(Point annotation items)
+++++

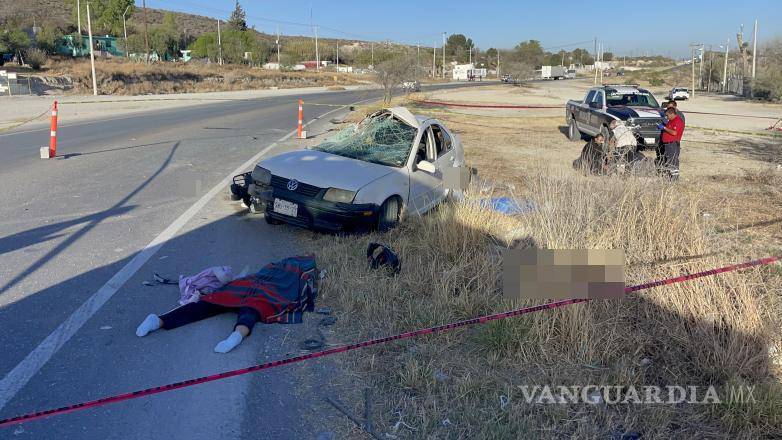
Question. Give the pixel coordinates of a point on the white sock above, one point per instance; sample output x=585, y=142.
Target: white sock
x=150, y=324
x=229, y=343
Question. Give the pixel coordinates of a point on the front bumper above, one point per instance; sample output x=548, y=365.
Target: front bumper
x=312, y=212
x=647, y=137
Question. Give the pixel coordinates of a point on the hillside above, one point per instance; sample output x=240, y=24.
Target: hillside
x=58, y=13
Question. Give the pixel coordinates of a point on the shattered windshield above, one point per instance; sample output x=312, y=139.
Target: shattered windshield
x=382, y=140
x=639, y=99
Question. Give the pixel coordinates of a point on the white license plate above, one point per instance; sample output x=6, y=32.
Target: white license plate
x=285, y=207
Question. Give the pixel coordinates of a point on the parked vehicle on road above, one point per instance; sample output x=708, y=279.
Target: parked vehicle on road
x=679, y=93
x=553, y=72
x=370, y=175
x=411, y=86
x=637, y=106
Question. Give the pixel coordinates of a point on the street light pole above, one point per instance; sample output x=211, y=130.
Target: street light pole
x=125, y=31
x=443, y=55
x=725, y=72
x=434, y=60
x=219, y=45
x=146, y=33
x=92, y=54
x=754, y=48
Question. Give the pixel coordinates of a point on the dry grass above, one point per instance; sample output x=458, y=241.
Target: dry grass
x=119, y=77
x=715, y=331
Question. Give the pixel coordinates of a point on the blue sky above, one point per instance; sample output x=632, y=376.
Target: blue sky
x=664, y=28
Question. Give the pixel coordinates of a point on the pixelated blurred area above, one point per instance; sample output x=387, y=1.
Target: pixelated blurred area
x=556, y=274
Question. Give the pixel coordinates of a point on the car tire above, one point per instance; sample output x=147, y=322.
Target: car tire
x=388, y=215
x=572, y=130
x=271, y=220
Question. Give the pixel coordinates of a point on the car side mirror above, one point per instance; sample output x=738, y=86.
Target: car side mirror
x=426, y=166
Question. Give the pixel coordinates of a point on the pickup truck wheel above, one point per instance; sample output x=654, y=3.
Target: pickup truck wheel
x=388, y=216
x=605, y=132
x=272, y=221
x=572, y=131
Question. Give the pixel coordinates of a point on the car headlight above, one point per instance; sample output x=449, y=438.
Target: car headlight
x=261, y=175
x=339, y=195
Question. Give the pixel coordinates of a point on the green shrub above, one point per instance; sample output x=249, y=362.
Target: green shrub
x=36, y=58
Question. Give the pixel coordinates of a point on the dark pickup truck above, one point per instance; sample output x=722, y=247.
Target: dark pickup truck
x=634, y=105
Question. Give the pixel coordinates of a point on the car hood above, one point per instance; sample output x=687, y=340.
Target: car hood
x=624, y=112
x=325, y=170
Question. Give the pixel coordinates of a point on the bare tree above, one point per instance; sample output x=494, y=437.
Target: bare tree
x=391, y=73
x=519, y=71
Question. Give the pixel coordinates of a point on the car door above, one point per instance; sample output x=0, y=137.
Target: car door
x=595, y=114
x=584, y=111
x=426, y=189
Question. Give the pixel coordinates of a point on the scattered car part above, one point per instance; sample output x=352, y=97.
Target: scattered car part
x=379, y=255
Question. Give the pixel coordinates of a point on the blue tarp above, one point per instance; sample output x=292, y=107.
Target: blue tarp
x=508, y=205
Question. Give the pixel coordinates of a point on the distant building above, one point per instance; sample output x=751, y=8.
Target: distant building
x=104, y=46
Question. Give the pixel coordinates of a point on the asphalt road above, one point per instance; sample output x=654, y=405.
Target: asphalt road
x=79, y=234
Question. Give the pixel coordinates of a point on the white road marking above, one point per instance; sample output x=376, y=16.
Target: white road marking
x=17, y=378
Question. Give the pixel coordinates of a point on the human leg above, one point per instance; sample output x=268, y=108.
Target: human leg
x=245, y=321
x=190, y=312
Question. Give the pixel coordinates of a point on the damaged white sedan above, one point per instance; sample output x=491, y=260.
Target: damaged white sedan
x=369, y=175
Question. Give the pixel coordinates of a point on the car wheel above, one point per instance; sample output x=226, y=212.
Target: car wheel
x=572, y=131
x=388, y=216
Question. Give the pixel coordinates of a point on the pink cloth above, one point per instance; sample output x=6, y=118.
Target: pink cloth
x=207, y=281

+++++

● To do
Rewrite all of the items, swapping "Target" for "Label" everywhere and keeping everything else unchanged. Omit the pictures.

● Reply
Question. Give the pixel coordinates of a point on the white sock above, one point per instance; sample output x=585, y=142.
Label: white sock
x=150, y=324
x=229, y=343
Question. Give the pixel coordinates of a point on the front bumper above, one point per instance; sample output x=548, y=365.
Label: front bumper
x=312, y=212
x=647, y=137
Question. Give the pixel coordinates of a point on the hillside above, one point per instance; sample output x=240, y=24.
Label: hillside
x=58, y=13
Question. Give the pixel coordinates of a point on the shattered windshield above, one point per instance; sample output x=312, y=139.
Label: shattered windshield
x=382, y=140
x=639, y=99
Question. Give the pixel coordinates of a point on the white license plate above, one point per instance; sample output x=6, y=32.
Label: white license plate
x=285, y=207
Question. Give the pixel coordinates of a point on the parked vehicle on road above, one point per instance; sample output x=708, y=279.
Label: parked vehicle on road
x=679, y=93
x=553, y=72
x=370, y=175
x=411, y=86
x=637, y=106
Question. Give the pixel coordinates of a point on the street light pole above, one point per instance; sample output x=211, y=130.
Label: street light pole
x=125, y=31
x=443, y=55
x=725, y=72
x=434, y=60
x=219, y=45
x=146, y=33
x=92, y=54
x=754, y=48
Question. Give the pixel coordinates of a point on the dry grass above, one point per instance; sample output x=458, y=241.
Label: dry grass
x=119, y=77
x=715, y=331
Question. Give the pixel coordinates of a point on the blue sky above, one point per instance; sample output x=632, y=376.
Label: blue sky
x=664, y=28
Question. Give the pixel coordinates of a point on the pixelated blurred area above, one point per instance; sample output x=387, y=1.
Label: pixelated blurred area
x=556, y=274
Question. Give the pixel coordinates of a point on the car tire above, one point per instance; sample output x=147, y=322.
Label: car tire
x=388, y=215
x=572, y=130
x=271, y=220
Question. Give the pixel coordinates of a point on the car side mirror above, one point per instance; sample output x=738, y=86.
Label: car side mirror
x=426, y=166
Question. Give the pixel coordinates of a point on the pickup truck wheel above, one point per instance; sample output x=654, y=3.
Label: pickup truck wheel
x=388, y=216
x=605, y=132
x=272, y=221
x=572, y=131
Question. Give the pixel coordinates of a point on the car headlight above, one point per instance; sample output x=449, y=438.
Label: car headlight
x=261, y=175
x=339, y=195
Question. Give the pixel coordinates of a point on the green shrub above, one point per instance; sample output x=249, y=362.
Label: green shrub
x=36, y=58
Question. Give the pixel coordinates of a point on the dark pickup truck above, one point per instance; sample output x=722, y=247.
Label: dark pickup truck
x=634, y=105
Question. Give the pixel coordinates of a point on the car hood above, one point per instance; sample output x=687, y=340.
Label: car hood
x=624, y=112
x=325, y=170
Question. Give the pixel coordinates of a point on the bare tree above, one point per instance; sample output x=494, y=437.
Label: bare tree
x=391, y=73
x=519, y=71
Question. Give the pixel coordinates of a point on the car door above, one point per instance; sample output x=0, y=137.
Label: car door
x=595, y=114
x=584, y=111
x=426, y=189
Question. Give the pixel coordinates of a point on the scattered car part above, one point per instance; sample output x=352, y=97.
Label: scattered car part
x=379, y=255
Question. Give the pixel coordinates of a point on the blue tarp above, one point per instance; sample output x=292, y=107.
Label: blue tarp
x=508, y=205
Question. Give the pixel coordinates of a point on the distant building above, one point per instance; sample output x=751, y=8.
Label: distant building
x=104, y=46
Question. Give the pixel coordinates of a point on the asphalt road above, one point per instance; sample output x=654, y=405.
Label: asphalt road
x=79, y=234
Question. Give the pixel coordinates of a point on the white road marking above, one point per instance; sample output x=376, y=16.
Label: white road marking
x=17, y=378
Question. Give the pixel coordinates of a point on the human leg above, one point per instance; sample output x=268, y=108.
Label: human leg
x=245, y=321
x=190, y=312
Question. Give the pixel coordinates of a point on the damaged white sedan above, one point per instance; sample output x=491, y=260.
Label: damaged white sedan
x=369, y=175
Question. Give the pixel coordinates of a point on the car wheel above, one point per instance; sample output x=226, y=212.
Label: car wheel
x=572, y=131
x=388, y=216
Question. Give the pixel coordinates of a point on the pink cloth above, one point per instance; sample output x=6, y=118.
Label: pink cloth
x=207, y=281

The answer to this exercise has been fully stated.